GIVEN INSTRUCTION.
Here are some entries; quote each one exactly.

* start THE INPUT *

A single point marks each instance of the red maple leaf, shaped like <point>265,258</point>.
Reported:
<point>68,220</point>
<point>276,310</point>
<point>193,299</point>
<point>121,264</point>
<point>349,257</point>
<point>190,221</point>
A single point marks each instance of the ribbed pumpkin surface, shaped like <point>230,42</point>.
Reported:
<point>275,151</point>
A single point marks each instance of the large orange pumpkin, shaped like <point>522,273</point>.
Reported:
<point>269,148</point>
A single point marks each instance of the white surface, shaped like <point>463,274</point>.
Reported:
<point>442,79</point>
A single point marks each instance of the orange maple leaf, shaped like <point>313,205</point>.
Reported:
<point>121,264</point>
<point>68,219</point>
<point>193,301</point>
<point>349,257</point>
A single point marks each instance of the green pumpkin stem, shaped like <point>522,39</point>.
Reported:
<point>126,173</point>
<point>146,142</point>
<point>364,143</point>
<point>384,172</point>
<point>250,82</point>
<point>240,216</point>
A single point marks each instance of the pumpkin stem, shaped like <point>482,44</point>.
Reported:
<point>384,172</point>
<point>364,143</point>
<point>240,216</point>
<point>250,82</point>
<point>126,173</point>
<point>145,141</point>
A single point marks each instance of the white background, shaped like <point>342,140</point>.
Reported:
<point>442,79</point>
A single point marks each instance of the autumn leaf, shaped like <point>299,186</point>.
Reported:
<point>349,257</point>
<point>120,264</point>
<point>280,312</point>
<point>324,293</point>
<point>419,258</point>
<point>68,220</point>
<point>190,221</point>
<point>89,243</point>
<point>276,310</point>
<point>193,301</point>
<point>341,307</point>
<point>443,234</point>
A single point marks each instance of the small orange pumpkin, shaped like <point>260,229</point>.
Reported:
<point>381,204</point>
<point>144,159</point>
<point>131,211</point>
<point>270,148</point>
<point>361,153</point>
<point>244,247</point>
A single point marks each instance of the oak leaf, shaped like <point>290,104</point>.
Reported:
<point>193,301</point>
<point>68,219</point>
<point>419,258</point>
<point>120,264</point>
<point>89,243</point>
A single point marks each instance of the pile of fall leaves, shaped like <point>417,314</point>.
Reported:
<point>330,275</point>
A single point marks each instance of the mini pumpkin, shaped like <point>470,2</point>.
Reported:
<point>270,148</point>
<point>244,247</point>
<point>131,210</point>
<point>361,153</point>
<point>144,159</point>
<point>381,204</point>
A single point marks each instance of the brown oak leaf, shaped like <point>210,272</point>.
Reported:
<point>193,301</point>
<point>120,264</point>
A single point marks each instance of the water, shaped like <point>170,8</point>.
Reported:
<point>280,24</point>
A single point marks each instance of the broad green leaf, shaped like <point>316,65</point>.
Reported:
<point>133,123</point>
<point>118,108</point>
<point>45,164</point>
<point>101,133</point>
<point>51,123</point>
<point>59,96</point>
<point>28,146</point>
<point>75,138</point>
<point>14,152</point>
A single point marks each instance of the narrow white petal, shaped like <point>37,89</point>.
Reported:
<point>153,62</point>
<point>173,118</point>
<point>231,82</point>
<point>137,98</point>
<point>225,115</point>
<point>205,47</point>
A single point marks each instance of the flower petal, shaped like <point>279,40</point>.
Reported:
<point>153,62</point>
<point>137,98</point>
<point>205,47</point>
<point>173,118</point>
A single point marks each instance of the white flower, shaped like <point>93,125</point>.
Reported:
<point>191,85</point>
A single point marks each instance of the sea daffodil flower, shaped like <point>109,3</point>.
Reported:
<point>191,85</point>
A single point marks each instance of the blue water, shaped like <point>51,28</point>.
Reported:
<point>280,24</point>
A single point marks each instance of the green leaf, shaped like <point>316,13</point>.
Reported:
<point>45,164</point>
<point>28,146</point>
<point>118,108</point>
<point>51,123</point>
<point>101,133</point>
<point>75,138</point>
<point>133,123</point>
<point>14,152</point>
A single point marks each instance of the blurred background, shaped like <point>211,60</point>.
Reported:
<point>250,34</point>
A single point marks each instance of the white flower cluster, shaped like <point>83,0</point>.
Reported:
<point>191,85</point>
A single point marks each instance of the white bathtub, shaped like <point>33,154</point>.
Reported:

* end THE INPUT *

THE RESPONSE.
A single point marks each instance of the red maple leaf, shaped like <point>265,258</point>.
Reported:
<point>68,220</point>
<point>276,310</point>
<point>193,299</point>
<point>121,264</point>
<point>349,257</point>
<point>190,221</point>
A single point marks each instance of the ribbed pumpkin surface, shaped like <point>230,42</point>.
Reported:
<point>275,151</point>
A single point marks each instance of the large orange pumpkin, shaped like <point>522,273</point>.
Reported:
<point>269,148</point>
A single point marks each instance of the white surface, shaped like <point>463,274</point>.
Reported:
<point>442,79</point>
A single point marks each instance of the orange maple leaf, shaped like <point>313,205</point>.
Reported:
<point>121,264</point>
<point>68,219</point>
<point>193,301</point>
<point>349,257</point>
A single point marks each instance of the green pumpkin stem, shaped like <point>522,39</point>.
Reported:
<point>126,173</point>
<point>146,142</point>
<point>364,143</point>
<point>384,172</point>
<point>250,82</point>
<point>240,216</point>
A single point marks each instance of the pumpkin stem, shaped like <point>482,44</point>.
Reported:
<point>384,172</point>
<point>364,143</point>
<point>240,216</point>
<point>250,82</point>
<point>126,173</point>
<point>145,141</point>
A single point marks each instance of the white background, shaped like <point>342,140</point>.
Reported:
<point>442,79</point>
A single point marks each instance of the autumn leaf, shaped like <point>299,186</point>.
Reported:
<point>349,257</point>
<point>120,264</point>
<point>280,312</point>
<point>324,293</point>
<point>419,258</point>
<point>68,220</point>
<point>190,221</point>
<point>89,243</point>
<point>276,310</point>
<point>193,301</point>
<point>341,307</point>
<point>443,234</point>
A single point marks each instance of the small orange pumpkin, shaped like <point>260,229</point>.
Reported:
<point>381,204</point>
<point>144,159</point>
<point>131,211</point>
<point>270,148</point>
<point>361,153</point>
<point>244,247</point>
A single point marks each instance of the oak leaf, shaped like <point>290,104</point>.
Reported:
<point>193,301</point>
<point>68,219</point>
<point>419,258</point>
<point>120,264</point>
<point>89,243</point>
A single point marks each instance of the pile of fall leaves, shaped like <point>417,314</point>.
Reported:
<point>330,275</point>
A single point marks each instance of the mini pumpkin, shaped like <point>470,2</point>.
Reported:
<point>270,148</point>
<point>244,247</point>
<point>131,210</point>
<point>361,153</point>
<point>144,159</point>
<point>381,204</point>
A single point marks each instance of the brown oak leaf, shaped like <point>210,272</point>.
Reported:
<point>193,301</point>
<point>120,264</point>
A single point marks each instance of the water, shaped like <point>170,8</point>.
Reported:
<point>280,24</point>
A single point marks each instance of the broad green leaf, shaped like <point>316,65</point>.
Reported:
<point>133,123</point>
<point>118,108</point>
<point>45,164</point>
<point>101,133</point>
<point>51,123</point>
<point>59,96</point>
<point>28,146</point>
<point>75,138</point>
<point>14,152</point>
A single point marks each instance of the narrow white petal, shaped like <point>37,89</point>.
Reported:
<point>153,62</point>
<point>173,118</point>
<point>231,82</point>
<point>137,98</point>
<point>225,115</point>
<point>205,47</point>
A single point marks each instance of the flower petal, shaped like <point>279,40</point>.
Reported:
<point>153,62</point>
<point>137,98</point>
<point>205,47</point>
<point>173,118</point>
A single point marks each instance of the white flower, shaped like <point>93,125</point>.
Reported:
<point>191,85</point>
A single point marks each instance of the sea daffodil flower, shaped like <point>109,3</point>.
Reported:
<point>191,85</point>
A single point marks each instance of the blue water, shaped like <point>51,28</point>.
Reported:
<point>280,24</point>
A single point marks each instance of the green leaf, shaped like <point>316,13</point>.
Reported:
<point>45,164</point>
<point>28,146</point>
<point>118,108</point>
<point>51,123</point>
<point>101,133</point>
<point>75,138</point>
<point>133,123</point>
<point>14,152</point>
A single point marks each instance of the blurred background, shaped like <point>211,60</point>.
Reported:
<point>250,34</point>
A single point marks each instance of the white flower cluster, shaped like <point>83,0</point>.
Reported:
<point>191,85</point>
A single point marks each instance of the white bathtub, shaped like <point>33,154</point>.
Reported:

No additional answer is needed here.